◆ TASK OBJECTIVE
From the forum thread about breast implants, return the passage word for word, starting with "My dear wife" and going on through "supposed to be.".

◆ TEXT FOR ANALYSIS
And this may be creepy, but head over to Tumblr. The real point of implants is to improve how you look to yourself naked, and you won't be able to find more implants anywhere than you can there. There are entire blogs dedicated to women taking topless pictures of themselves in their mirrors. You'll be able to see what implants look like on a woman without the benefit of lighting and Photoshop. Be clinical in your observations; compare how some breasts hang naturally vs. those which look like they were bolted on. Which are too big for the frame of the woman their on?

Like I said, creepy. But it may give you a different perspective on your decision making process.


----------



## anotherguy (Dec 14, 2011)

My dear wife has an A cup on a good day, and she is perfect in every way. I would be shocked, partly horrified if she said she wanted to get plastic t!ts. Yuck.

Funny - she gained a cup size easy after having kids which was interesting and fun for a while... eventually that went away. In any case, she is still exactly the way she is supposed to be.

I am totally, completely against elective surgery for this sort of thing. It doesnt 'fix' anything - in my mind all it does is damage.

(Image-grounded pointing data)
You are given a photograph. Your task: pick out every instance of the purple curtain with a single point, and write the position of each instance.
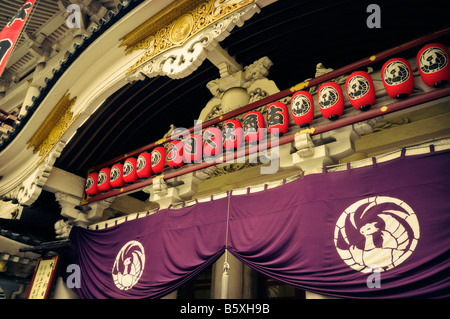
(151, 256)
(380, 231)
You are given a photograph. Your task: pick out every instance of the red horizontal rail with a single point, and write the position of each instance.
(287, 92)
(344, 121)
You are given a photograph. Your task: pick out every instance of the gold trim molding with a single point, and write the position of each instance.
(156, 38)
(54, 126)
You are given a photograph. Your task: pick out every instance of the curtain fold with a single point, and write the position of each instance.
(308, 233)
(380, 231)
(151, 256)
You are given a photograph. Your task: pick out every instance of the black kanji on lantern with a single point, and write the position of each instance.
(207, 139)
(251, 123)
(191, 145)
(230, 131)
(275, 116)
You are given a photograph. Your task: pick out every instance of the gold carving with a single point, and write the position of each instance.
(53, 127)
(156, 22)
(179, 30)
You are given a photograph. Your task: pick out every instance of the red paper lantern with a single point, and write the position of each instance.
(302, 108)
(116, 175)
(233, 134)
(104, 183)
(360, 90)
(434, 68)
(130, 170)
(254, 128)
(331, 100)
(174, 155)
(91, 184)
(277, 118)
(212, 141)
(158, 159)
(397, 78)
(144, 165)
(192, 150)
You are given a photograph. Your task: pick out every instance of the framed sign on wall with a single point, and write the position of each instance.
(43, 278)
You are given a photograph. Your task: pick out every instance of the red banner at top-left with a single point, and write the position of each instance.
(11, 32)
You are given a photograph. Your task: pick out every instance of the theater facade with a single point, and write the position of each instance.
(241, 149)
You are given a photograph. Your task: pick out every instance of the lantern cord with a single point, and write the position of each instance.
(226, 265)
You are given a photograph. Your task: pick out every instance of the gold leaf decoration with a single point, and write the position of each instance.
(53, 127)
(179, 30)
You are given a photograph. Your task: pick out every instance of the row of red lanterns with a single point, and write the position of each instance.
(398, 80)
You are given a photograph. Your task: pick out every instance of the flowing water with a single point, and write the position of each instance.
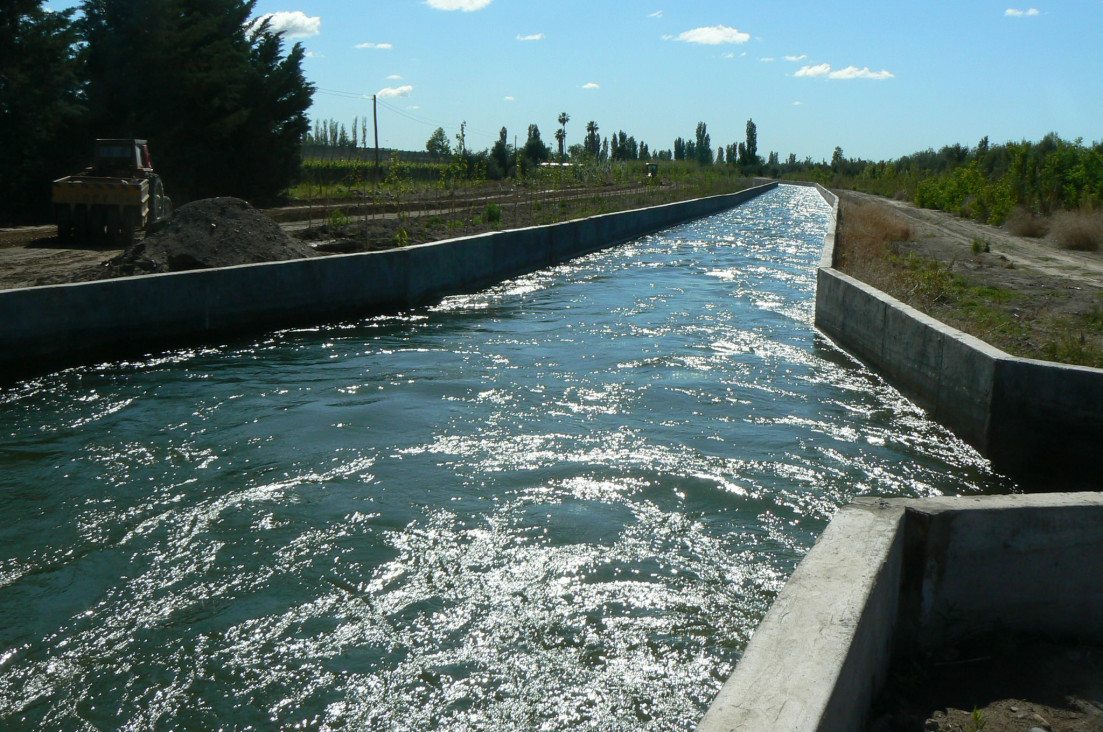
(564, 502)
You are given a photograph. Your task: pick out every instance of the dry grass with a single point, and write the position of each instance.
(1024, 222)
(869, 230)
(1078, 229)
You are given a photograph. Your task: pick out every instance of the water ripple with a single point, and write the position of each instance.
(564, 502)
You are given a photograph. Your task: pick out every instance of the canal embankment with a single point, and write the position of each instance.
(1036, 420)
(907, 577)
(51, 325)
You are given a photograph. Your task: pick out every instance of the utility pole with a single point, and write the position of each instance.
(375, 126)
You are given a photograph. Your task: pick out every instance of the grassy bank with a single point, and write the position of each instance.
(976, 292)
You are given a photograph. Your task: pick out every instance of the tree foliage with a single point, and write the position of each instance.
(220, 98)
(438, 144)
(704, 148)
(41, 109)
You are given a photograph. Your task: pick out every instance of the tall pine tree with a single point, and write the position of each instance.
(40, 106)
(222, 106)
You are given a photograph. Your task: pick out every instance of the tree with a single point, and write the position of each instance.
(438, 146)
(277, 96)
(560, 135)
(500, 155)
(751, 161)
(703, 147)
(40, 106)
(224, 109)
(837, 160)
(592, 140)
(535, 151)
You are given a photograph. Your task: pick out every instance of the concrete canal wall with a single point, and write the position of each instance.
(1035, 420)
(888, 571)
(45, 325)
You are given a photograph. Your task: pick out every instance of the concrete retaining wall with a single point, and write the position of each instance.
(49, 325)
(885, 573)
(1036, 420)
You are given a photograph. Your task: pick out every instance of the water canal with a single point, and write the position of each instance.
(560, 503)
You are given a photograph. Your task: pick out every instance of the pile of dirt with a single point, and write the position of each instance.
(211, 233)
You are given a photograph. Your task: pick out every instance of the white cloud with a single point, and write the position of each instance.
(854, 72)
(292, 24)
(848, 73)
(466, 6)
(714, 35)
(821, 70)
(391, 92)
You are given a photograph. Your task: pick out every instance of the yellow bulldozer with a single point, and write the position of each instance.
(114, 198)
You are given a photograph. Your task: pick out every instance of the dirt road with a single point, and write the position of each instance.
(1025, 254)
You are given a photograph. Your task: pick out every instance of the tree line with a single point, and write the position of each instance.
(985, 182)
(217, 95)
(505, 160)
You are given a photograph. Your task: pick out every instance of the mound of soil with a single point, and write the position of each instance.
(211, 233)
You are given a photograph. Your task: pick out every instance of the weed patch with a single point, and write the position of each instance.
(1078, 229)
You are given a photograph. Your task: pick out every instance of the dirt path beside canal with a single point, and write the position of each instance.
(1027, 297)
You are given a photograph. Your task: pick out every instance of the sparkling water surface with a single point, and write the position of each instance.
(560, 503)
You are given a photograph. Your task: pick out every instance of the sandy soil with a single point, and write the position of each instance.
(1016, 684)
(1053, 293)
(33, 256)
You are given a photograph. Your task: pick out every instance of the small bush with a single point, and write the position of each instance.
(1078, 229)
(1024, 222)
(338, 219)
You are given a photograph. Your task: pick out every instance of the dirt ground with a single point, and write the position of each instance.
(33, 256)
(1015, 684)
(1036, 299)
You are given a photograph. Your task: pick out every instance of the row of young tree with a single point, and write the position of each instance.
(986, 182)
(504, 160)
(218, 97)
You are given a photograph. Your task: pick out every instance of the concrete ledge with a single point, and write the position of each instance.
(821, 652)
(1036, 420)
(51, 325)
(884, 574)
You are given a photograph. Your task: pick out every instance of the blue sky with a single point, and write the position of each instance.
(880, 79)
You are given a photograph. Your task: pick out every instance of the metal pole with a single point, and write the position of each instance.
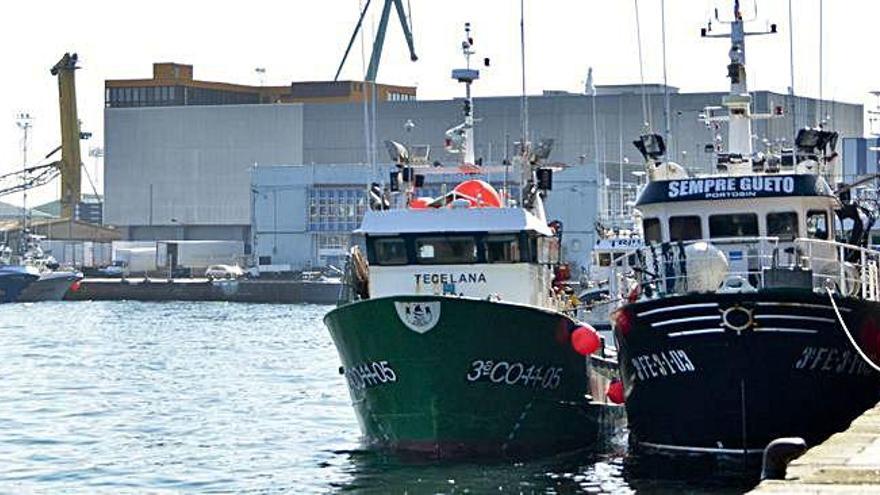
(666, 109)
(522, 48)
(819, 105)
(791, 69)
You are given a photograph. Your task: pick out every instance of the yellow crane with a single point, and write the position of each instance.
(71, 161)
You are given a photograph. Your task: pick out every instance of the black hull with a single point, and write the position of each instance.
(694, 384)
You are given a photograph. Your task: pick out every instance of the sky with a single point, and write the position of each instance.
(300, 40)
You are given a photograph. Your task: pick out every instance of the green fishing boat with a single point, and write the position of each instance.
(451, 335)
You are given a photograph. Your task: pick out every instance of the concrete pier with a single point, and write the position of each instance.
(253, 291)
(848, 462)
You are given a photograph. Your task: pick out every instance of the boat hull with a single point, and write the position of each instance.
(50, 286)
(477, 378)
(728, 373)
(13, 283)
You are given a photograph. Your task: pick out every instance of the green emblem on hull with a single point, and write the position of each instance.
(418, 316)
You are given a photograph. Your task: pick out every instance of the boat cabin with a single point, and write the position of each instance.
(783, 206)
(745, 232)
(500, 253)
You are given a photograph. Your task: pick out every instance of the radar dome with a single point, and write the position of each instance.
(667, 171)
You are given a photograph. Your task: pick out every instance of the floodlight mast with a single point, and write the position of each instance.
(738, 102)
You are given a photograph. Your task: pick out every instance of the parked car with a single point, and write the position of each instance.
(116, 270)
(224, 271)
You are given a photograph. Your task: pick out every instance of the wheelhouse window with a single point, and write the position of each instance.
(783, 225)
(817, 224)
(389, 251)
(686, 228)
(651, 226)
(502, 249)
(445, 250)
(735, 225)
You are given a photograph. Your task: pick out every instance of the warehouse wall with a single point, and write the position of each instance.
(173, 166)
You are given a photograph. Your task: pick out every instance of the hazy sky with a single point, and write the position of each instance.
(304, 40)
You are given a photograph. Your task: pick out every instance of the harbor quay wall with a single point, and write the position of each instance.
(248, 291)
(848, 462)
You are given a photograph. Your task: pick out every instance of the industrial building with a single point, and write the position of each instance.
(304, 215)
(182, 170)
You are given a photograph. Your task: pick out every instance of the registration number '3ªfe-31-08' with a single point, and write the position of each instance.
(520, 374)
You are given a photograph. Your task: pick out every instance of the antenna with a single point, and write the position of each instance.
(24, 121)
(646, 109)
(460, 139)
(524, 106)
(738, 102)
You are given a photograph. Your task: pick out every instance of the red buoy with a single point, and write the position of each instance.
(585, 340)
(479, 193)
(622, 321)
(615, 391)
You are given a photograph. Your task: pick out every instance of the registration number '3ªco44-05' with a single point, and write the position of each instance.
(515, 374)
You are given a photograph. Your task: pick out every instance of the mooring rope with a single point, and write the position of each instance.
(852, 341)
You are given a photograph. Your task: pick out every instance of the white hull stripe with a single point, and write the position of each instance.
(796, 318)
(786, 330)
(676, 308)
(703, 450)
(696, 332)
(685, 320)
(801, 305)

◆ WRITTEN ANSWER
My dear wife has an A cup on a good day, and she is perfect in every way. I would be shocked, partly horrified if she said she wanted to get plastic t!ts. Yuck.

Funny - she gained a cup size easy after having kids which was interesting and fun for a while... eventually that went away. In any case, she is still exactly the way she is supposed to be.